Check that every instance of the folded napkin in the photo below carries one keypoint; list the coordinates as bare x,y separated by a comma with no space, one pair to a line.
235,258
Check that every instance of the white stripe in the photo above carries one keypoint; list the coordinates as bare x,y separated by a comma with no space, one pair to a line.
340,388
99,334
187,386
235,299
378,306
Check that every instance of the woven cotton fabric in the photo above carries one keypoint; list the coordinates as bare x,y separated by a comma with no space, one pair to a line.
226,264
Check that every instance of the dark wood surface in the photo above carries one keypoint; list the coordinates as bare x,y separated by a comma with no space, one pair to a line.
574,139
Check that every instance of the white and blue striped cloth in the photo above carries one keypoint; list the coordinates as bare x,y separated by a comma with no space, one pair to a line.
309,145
==
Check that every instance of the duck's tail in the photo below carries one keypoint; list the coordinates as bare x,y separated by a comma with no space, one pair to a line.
==
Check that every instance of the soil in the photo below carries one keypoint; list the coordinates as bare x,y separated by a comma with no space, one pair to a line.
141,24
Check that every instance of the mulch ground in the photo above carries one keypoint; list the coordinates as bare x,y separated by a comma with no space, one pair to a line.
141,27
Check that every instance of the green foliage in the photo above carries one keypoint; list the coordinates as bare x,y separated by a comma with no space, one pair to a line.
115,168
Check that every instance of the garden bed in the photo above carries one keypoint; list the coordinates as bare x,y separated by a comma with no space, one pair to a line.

**WHAT TO DO:** In the listing above, find the line with "Check that every instance of the green" and the line with "Check that every instance of the garden"; output exactly those lines and all lines between them.

**OUTPUT OF THE TASK:**
Check that every instance of the green foliage in the photo above carries one keypoint; list the coordinates as bare x,y separated by a comma with no space, one pair to a line.
115,168
Check that every instance of the garden bed in the photo above carries one keypoint; list the coordinates as bare x,y separated by a comma with no space, one pair to a line.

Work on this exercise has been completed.